Start of Records for processing

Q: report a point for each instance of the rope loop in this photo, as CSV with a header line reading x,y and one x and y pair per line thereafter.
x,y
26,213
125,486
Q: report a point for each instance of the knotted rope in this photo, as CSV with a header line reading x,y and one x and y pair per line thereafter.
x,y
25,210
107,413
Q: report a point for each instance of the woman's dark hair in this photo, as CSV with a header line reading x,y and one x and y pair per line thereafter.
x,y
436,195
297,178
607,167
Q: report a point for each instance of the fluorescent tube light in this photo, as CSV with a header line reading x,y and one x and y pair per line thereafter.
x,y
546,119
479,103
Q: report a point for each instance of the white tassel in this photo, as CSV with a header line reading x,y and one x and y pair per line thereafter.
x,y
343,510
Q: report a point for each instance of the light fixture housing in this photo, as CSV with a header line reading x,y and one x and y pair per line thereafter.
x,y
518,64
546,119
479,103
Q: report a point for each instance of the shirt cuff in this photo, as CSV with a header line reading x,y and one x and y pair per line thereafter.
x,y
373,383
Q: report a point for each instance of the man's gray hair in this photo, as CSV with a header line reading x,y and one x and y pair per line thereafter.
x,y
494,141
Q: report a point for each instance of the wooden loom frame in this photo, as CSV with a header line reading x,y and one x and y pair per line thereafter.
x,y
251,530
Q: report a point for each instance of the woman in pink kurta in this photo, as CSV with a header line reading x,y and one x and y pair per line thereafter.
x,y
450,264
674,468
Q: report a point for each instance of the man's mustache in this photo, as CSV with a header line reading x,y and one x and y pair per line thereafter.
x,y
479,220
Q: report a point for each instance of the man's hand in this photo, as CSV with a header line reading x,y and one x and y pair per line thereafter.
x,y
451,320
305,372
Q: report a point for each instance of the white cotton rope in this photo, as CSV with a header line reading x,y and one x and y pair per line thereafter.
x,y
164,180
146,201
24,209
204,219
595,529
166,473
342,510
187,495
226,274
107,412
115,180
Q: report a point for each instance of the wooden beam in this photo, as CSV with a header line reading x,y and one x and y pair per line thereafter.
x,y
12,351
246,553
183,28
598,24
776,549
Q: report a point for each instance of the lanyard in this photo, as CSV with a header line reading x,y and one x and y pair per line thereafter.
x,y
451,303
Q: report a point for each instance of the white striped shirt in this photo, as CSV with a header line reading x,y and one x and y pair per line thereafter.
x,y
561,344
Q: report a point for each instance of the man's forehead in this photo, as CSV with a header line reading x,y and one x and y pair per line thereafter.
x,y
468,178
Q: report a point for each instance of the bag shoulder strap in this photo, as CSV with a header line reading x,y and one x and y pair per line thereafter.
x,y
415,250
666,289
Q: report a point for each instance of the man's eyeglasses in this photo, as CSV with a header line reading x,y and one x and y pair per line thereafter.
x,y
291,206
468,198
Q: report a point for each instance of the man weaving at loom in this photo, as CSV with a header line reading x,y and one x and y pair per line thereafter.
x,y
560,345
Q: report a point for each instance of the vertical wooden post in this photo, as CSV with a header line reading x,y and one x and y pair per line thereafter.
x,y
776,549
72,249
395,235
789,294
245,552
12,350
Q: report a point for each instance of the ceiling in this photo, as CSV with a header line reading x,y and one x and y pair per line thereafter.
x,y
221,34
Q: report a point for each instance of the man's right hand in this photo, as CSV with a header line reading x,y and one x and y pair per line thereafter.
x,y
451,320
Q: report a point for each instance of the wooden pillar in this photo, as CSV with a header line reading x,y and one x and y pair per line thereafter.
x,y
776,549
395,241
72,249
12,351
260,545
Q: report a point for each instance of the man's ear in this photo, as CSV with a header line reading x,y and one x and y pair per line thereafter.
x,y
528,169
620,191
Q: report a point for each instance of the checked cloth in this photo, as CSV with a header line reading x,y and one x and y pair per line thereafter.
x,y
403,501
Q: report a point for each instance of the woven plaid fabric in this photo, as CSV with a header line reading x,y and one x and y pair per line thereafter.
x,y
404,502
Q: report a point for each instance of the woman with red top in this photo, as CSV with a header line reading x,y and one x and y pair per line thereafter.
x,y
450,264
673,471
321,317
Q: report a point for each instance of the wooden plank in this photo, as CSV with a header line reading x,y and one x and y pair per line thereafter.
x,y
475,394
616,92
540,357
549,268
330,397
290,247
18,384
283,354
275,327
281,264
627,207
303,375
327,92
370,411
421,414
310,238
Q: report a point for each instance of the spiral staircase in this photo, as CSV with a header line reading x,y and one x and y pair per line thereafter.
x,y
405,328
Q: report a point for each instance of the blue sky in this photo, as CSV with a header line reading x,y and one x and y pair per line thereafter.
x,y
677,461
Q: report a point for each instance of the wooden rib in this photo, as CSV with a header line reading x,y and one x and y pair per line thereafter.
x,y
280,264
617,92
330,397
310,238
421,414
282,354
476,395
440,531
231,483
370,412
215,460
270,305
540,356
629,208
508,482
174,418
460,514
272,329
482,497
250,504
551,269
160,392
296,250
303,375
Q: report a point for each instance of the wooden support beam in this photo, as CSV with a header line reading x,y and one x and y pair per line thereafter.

End of Records for processing

— Task to complete —
Transcribe the full listing above without leaving anything out.

— Answer —
Q: report a point for each instance of the rope loop in this photo, as CSV with a header line reading x,y and one x and y pair per line thereafter.
x,y
26,213
125,486
Q: report a point for each instance of the knotted rope in this photo, as CSV with a header line reading x,y and one x and y pair per line thereafter.
x,y
25,210
107,413
Q: report a point for each instance of the woman's dark hair in this photo, as CSV with a header line reading x,y and one x and y pair per line thereafter.
x,y
436,195
297,178
607,167
Q: report a point for each instance of the fluorescent tube light in this photo, as CSV with a header line reading x,y and one x and y pair per line thereafter.
x,y
546,119
479,103
Q: report a point for each instance of the white tassel in this photo, as CSV with a header line reading x,y and one x and y pair per line thereafter.
x,y
343,510
Q: report a point for each instance of the light fixture housing in this photo, as CSV with a header line reading x,y and one x and y pair per line thereafter.
x,y
518,64
546,119
479,103
Q: report a point for each instance of the shirt cuff in this photo, as CSV with a header line reading x,y and one x and y pair per line thereafter.
x,y
373,383
Q: report a point for each instance of the man's gray hair in this photo, as CSV with a header line reading x,y and one x and y pair per line thereafter.
x,y
494,141
Q: report a point for each instance of the wooden loom frame in this photo, as CSV with a header line reading x,y and one x and y pair per line thereafter.
x,y
251,530
Q: report a point for each instance of the woman in pink kurta in this photo, as CSV with a header line reading x,y and one x and y pair per line thereafter.
x,y
450,264
674,468
Q: report a point for each instance of the man's mustache in this photo, as CSV with a header line reading x,y and one x and y pair per line thereafter.
x,y
479,220
Q: report a point for each instance of the man's hand in this photo, as CSV with a header line reading x,y and one x and y pair per line thereafter.
x,y
451,320
305,372
Q: report a point for each instance of the white cotton rope in this photo, as CSV with a header line reading x,y and one x and y pair per line thereafter.
x,y
164,180
146,201
24,209
204,219
595,529
166,473
342,510
187,495
226,274
107,412
115,180
Q: report a point for each instance of the wooden beam in this photo, as CSV with a header line reading x,y and one x and y pair per line thereafter.
x,y
12,351
246,553
183,28
598,24
776,549
Q: report a point for each instance of the lanyard in this photo, as CSV with a header line reading x,y and one x and y pair per line thereafter.
x,y
451,303
Q: report a point for each instance of the white striped shirt in this photo, as CSV with a header line reading x,y and one x and y pair per line thereafter.
x,y
561,344
Q: report a point for each instance of the man's forehead in this photo, as CSV with a header line reading x,y and one x and y pair per line thereafter.
x,y
468,178
Q: report a point for each instance of the bag shoulder strap in this photo, as CSV with a header line reading x,y and one x and y pair per line thereafter.
x,y
415,250
666,289
Q: report a point for each instance of the man's eyeglasses in this photo, as CSV with a header line reading x,y and one x and y pair per line thereafter.
x,y
291,206
468,198
Q: report a point for each instance of the man weaving at loom in this photo, as CSV with a header line reading x,y and one x and y pair per line thereafter.
x,y
560,345
Q: report a point for each instance of the vertical wooden post in this photo, as CSV with a header line reading x,y and one x and y pair per line thereafter.
x,y
776,549
72,249
395,235
789,294
245,552
12,350
Q: report a point for each instance of the ceiling in this photo, as CSV with a header line reading x,y and one x and y pair per line thereafter.
x,y
221,34
Q: report a point for each instance of the man's right hand in this photo, as CSV with a header line reading x,y and one x and y pair per line thereafter.
x,y
451,320
Q: report a point for each instance of the wooden pillar in this photo, as CSV with a header line reading x,y and one x and y pair per line thereafter.
x,y
776,549
395,241
72,249
12,351
260,545
Q: report a point for each instance of the man's ear in this photo, as CSV with a header line reading x,y and one x and y pair per line thereafter.
x,y
528,169
620,191
Q: report a point for each instance of the checked cloth in this photo, as CSV with a header line reading x,y and one x and y pair per line thereafter.
x,y
403,501
Q: report a point for each instance of the woven plaid fabric in this photo, as CSV with a header line reading x,y and one x and y pair per line thereafter.
x,y
404,502
Q: report a point for each instance of the woman with red top in this photo, as CSV with a header line reading x,y and one x and y pair per line thereafter.
x,y
450,264
673,471
321,317
Q: report a point for each instance of the wooden plank in this photo, as CSV with a header line reading x,y and one x and y pair per line thereafter.
x,y
475,394
616,92
540,357
549,268
330,397
290,247
18,384
283,354
275,327
281,264
627,207
303,375
327,92
370,411
421,414
310,238
Q: report a point for each instance of the spiral staircase in this photo, as CSV with a header line reading x,y and one x and y pair per line thereafter.
x,y
405,328
Q: report a point for each instance of the blue sky in this photo, as CSV with a header line reading x,y and one x and y pair per line thereafter.
x,y
677,461
Q: report a point for each instance of the wooden rib in this photo, as CSV with a header line reading x,y and one x and y pair per line thereafter.
x,y
280,264
617,92
330,397
310,238
421,414
282,354
476,395
440,531
231,483
370,412
215,460
270,305
540,356
629,208
508,482
174,418
460,514
272,329
482,497
250,504
551,269
160,392
296,250
303,375
Q: report a point for each instance of the wooden support beam in this photo, as CSV with a header line reading x,y and one x and y pair per line thereafter.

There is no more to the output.